──────── Extracted data

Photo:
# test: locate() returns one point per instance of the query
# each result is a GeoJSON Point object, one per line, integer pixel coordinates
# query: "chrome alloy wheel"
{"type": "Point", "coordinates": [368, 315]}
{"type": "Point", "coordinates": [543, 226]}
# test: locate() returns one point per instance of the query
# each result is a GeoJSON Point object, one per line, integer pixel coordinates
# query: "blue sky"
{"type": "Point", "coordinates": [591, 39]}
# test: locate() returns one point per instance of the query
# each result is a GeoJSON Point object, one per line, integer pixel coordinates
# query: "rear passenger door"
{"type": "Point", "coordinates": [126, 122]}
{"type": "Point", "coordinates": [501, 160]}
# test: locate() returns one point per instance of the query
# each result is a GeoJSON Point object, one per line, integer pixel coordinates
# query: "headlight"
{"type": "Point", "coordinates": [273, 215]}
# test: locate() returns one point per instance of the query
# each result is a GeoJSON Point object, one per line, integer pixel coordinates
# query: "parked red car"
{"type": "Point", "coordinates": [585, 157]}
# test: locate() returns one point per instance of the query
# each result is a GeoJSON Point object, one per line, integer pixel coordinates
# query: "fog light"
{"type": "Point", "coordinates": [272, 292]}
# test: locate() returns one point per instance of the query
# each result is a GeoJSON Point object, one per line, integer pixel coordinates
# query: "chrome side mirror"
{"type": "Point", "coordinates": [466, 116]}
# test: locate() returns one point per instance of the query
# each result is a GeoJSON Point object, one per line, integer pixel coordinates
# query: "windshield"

────────────────

• Task
Update the listing above, replacing "integer pixel coordinates" with "whole-number pixel coordinates" everywhere it occurs and leaving every other line unchanged.

• Output of the exercise
Photo:
# test: locate() returns one point per instance of the query
# each result is a GeoJSON Point object, one per line, whole-number pixel coordinates
# query: "chrome alloy wheel"
{"type": "Point", "coordinates": [368, 315]}
{"type": "Point", "coordinates": [543, 226]}
# test: locate() returns one point per instance of the query
# each result is a GeoJSON Point object, one per line, whole-number pixel coordinates
# query: "blue sky"
{"type": "Point", "coordinates": [591, 39]}
# test: locate() returns one point per instance of the query
# each result is a GeoJSON Point object, one per line, whole-number pixel coordinates
# query: "rear passenger door"
{"type": "Point", "coordinates": [126, 122]}
{"type": "Point", "coordinates": [501, 160]}
# test: locate() returns one point per instance of the query
# each result is a GeoJSON Point object, one per line, whole-number pixel coordinates
# query: "headlight"
{"type": "Point", "coordinates": [273, 215]}
# test: locate() returns one point per instance of the query
# each result is a GeoJSON Point object, one per line, whole-number pixel coordinates
# query: "parked red car"
{"type": "Point", "coordinates": [585, 157]}
# test: locate() returns one point per instance of the query
# each result is a GeoJSON Point object, one per line, whole-number pixel coordinates
# query: "fog light"
{"type": "Point", "coordinates": [272, 292]}
# test: locate() returns one point per instance of the query
# each result is a GeoJSON Point object, one per line, whole-number pixel coordinates
# query: "chrome side mirror"
{"type": "Point", "coordinates": [466, 116]}
# test: locate() returns one point per instance of the query
# each result is a GeoJSON Point object, one per line, whole-number pixel coordinates
# query: "windshield"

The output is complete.